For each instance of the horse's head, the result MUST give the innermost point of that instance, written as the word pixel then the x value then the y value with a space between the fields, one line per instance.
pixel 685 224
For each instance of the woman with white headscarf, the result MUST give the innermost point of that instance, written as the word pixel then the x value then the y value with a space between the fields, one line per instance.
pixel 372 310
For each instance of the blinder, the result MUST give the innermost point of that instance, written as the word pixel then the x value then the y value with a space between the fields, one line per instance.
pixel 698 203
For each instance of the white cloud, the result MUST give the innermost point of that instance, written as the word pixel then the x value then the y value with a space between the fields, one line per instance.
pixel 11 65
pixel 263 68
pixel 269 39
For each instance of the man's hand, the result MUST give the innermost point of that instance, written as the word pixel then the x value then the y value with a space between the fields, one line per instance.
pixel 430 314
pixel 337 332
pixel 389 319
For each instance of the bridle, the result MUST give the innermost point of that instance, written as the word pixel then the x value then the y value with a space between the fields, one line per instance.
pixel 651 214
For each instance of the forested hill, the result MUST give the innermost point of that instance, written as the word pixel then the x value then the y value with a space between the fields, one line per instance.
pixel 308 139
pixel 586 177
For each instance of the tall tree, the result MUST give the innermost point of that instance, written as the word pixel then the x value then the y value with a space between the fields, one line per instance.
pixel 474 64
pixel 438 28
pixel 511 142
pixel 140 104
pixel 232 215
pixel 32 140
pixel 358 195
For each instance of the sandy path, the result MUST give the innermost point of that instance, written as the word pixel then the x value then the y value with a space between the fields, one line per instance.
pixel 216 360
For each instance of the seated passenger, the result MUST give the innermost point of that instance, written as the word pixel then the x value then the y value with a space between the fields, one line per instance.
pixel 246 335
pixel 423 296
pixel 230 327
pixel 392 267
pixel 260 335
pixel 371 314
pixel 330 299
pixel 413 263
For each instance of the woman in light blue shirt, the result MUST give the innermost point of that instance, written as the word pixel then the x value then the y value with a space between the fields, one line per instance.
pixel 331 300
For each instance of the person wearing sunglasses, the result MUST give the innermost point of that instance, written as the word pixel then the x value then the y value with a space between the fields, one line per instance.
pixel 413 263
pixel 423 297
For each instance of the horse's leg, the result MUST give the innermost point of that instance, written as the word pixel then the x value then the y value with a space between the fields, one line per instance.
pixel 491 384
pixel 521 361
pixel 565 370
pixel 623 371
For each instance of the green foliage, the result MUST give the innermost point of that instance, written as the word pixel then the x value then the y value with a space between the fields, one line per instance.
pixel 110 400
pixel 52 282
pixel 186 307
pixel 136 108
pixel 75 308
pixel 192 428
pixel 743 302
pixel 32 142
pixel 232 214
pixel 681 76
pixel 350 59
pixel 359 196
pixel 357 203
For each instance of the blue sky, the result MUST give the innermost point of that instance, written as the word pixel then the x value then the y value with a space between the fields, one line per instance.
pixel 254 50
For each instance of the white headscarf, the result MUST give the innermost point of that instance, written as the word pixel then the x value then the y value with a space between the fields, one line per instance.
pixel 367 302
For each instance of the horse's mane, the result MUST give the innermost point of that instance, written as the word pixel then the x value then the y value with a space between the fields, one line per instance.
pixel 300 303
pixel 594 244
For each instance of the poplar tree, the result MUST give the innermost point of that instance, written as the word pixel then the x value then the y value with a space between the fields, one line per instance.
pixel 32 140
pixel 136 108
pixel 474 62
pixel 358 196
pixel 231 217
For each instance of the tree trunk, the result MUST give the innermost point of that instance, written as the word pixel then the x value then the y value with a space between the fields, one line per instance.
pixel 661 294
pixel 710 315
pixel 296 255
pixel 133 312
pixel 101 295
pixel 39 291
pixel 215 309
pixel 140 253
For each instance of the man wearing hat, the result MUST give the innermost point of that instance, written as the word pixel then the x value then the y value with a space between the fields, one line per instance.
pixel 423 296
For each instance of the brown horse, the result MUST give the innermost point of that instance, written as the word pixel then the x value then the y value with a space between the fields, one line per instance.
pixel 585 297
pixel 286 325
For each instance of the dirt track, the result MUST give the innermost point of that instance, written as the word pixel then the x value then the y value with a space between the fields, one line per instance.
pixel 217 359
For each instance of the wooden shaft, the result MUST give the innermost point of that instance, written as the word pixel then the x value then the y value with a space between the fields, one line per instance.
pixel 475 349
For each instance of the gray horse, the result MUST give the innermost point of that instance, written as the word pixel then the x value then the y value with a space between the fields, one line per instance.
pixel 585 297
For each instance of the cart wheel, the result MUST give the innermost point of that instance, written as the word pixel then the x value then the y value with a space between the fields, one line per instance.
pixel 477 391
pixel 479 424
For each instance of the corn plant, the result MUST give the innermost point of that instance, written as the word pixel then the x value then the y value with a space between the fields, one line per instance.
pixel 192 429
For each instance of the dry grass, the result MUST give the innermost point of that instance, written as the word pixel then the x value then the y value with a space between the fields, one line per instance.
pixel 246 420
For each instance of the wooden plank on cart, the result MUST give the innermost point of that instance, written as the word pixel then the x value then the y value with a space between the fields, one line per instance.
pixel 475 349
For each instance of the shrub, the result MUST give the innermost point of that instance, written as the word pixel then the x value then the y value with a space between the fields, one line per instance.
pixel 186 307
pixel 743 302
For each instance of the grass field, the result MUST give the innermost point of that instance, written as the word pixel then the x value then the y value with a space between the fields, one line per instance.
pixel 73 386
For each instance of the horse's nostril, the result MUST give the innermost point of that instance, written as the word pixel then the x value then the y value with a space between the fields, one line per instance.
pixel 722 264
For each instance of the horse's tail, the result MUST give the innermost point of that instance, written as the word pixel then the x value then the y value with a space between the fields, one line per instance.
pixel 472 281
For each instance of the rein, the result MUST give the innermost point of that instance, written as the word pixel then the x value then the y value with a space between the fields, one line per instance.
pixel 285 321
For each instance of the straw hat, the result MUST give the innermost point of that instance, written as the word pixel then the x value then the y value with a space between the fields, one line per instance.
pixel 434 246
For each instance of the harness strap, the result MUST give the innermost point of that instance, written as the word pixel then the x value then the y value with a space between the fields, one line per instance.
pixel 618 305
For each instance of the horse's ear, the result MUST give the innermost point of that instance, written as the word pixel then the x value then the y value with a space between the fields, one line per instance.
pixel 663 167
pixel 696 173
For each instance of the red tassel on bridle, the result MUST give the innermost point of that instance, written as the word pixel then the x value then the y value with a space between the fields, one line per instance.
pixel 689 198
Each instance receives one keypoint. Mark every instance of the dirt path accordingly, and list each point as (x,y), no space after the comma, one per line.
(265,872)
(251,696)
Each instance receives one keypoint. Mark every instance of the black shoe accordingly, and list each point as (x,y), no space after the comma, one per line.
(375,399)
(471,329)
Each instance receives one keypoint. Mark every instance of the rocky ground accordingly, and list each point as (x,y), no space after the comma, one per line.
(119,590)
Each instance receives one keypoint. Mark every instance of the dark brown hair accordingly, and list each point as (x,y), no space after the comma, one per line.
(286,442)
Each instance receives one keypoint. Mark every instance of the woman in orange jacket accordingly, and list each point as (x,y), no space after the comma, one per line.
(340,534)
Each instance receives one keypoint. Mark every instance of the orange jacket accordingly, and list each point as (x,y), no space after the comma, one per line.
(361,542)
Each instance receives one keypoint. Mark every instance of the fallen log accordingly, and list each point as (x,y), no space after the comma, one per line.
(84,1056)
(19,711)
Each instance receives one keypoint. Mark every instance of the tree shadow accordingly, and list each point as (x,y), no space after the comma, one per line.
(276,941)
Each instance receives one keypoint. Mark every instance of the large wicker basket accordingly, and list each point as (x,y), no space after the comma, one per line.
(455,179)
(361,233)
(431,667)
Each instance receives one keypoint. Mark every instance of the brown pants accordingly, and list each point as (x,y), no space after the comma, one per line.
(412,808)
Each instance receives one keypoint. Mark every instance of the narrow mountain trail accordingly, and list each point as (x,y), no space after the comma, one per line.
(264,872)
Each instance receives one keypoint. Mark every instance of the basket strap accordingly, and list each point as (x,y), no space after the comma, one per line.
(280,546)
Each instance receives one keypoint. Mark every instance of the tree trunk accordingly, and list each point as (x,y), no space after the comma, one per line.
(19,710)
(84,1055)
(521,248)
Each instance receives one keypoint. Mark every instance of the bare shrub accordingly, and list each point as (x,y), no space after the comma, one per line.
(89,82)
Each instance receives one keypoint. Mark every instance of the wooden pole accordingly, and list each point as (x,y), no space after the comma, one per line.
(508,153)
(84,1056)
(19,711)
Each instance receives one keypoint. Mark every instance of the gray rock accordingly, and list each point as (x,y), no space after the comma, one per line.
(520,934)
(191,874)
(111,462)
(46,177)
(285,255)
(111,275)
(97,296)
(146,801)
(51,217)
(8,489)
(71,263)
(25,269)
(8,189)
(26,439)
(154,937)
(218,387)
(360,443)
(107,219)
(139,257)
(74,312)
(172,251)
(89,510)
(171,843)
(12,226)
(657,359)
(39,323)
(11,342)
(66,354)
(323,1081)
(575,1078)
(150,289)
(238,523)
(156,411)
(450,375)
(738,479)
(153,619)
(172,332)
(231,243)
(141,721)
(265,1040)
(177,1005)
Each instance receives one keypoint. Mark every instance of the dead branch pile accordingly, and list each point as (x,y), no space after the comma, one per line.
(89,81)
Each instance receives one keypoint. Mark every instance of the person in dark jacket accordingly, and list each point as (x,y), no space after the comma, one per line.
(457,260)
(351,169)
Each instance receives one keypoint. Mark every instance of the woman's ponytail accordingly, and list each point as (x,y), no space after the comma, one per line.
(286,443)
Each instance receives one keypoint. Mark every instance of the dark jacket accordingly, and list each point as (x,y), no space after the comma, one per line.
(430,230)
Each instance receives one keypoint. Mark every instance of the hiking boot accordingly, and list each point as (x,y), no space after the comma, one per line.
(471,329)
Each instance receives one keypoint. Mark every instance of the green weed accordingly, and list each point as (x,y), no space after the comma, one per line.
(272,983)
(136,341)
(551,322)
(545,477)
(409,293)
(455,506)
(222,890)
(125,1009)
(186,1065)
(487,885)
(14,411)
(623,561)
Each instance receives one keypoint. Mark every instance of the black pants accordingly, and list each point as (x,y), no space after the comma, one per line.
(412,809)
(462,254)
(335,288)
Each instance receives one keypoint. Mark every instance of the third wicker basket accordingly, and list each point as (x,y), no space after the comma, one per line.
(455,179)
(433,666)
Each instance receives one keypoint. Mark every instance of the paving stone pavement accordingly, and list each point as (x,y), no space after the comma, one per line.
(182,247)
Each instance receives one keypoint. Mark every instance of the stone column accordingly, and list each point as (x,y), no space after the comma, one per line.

-=-=-=-=-

TASK TO COMPLETE » Set down, word for word, every line from the line that holds "of the hiking" to the end of the entries above, including both ends.

RIGHT ANSWER »
Each instance receives one keypoint. Mark every instance of the hiking boot accordingly, and list each point as (x,y), no space after the comma, one per line.
(471,329)
Each instance receives one keypoint. Mark every instance of the green weed accordingly, and list each point as (x,y), no space after the comma, one per line.
(272,983)
(136,341)
(551,322)
(545,477)
(409,293)
(455,506)
(222,890)
(125,1009)
(186,1065)
(487,885)
(14,411)
(623,561)
Each instance receives one keypoint. Mark every instance of the black pants accordingly, and list each point as (x,y), no space after the comma, one per line.
(412,809)
(462,254)
(335,288)
Each instance receives one keypoint. Mark every instance of the third wicker basket accordingly, and list each point as (x,y), no space after the comma, one per line.
(455,179)
(433,666)
Each instance receives one keypoint. Mark every instance of the paving stone pavement accordingly, and list each point as (x,y), no space after the comma, one per line.
(182,247)
Each instance receives one keypoint. Mark every instance of the stone column accordingly, and list each point as (x,y), no space after the comma, one per line.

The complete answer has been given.